INSTRUCTIONS TO FOLLOW:
Of the entries below, return exactly those lines that fall between the one containing "Target: blue jeans" and the one containing "Target: outdoor foliage", the two end lines included.

EXTRACTED ENTRIES:
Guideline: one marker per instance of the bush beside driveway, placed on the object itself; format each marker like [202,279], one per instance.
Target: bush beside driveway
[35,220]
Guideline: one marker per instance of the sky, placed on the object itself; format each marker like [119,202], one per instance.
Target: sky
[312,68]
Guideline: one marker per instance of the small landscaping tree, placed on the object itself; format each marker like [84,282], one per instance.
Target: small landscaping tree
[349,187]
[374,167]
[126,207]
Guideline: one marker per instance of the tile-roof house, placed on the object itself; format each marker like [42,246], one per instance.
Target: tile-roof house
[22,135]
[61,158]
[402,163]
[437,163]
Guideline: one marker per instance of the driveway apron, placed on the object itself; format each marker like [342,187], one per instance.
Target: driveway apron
---
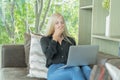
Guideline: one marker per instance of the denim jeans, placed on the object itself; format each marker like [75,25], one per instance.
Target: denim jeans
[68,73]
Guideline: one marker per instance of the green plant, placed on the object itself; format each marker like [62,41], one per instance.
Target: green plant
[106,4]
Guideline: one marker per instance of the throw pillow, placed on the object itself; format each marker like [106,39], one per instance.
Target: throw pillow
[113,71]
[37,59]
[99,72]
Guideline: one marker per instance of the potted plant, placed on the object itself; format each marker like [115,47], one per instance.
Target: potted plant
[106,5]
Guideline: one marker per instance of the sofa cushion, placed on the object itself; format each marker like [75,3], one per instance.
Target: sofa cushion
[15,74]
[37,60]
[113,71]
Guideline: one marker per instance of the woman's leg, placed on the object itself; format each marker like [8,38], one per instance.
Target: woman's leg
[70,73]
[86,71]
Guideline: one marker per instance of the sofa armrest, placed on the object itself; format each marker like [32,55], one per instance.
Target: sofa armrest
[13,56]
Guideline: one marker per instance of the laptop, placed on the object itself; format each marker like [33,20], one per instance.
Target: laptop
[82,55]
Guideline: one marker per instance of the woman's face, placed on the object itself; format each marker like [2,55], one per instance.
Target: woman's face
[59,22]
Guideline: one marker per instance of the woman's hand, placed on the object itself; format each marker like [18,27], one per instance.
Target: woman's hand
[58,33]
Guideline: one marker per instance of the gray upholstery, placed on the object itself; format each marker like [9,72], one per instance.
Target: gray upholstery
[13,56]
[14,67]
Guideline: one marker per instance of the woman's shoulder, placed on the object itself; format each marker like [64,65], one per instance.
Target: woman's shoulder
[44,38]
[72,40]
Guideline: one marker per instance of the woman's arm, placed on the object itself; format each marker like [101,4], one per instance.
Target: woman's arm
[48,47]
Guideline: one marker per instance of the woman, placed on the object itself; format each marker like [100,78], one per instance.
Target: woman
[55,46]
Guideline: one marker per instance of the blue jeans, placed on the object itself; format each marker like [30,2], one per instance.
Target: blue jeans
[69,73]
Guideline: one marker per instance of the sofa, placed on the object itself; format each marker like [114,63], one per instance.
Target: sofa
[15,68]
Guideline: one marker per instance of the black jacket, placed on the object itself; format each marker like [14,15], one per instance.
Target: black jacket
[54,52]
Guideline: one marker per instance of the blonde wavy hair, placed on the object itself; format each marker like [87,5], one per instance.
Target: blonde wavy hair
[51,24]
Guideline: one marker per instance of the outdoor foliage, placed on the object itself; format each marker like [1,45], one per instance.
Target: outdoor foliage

COMPLETED TASK:
Target: blue jeans
[69,73]
Guideline: one marker per instance of the sofa, placed on the object itself; format each marker like [114,63], one per instance.
Target: sofa
[15,68]
Guideline: one marker per instance of the black jacket, placed on the object itself; format each marker like [14,15], one per instance.
Target: black jacket
[54,52]
Guideline: one marker per instance of the blonde wavy hair, placed on the object itself; format each marker like [87,5], one per instance.
Target: blonde wavy hair
[51,24]
Guideline: one marker per instance of the outdoor foliage, placed on the object itself; format each marker like [1,45], one per instance.
Target: outdoor foliage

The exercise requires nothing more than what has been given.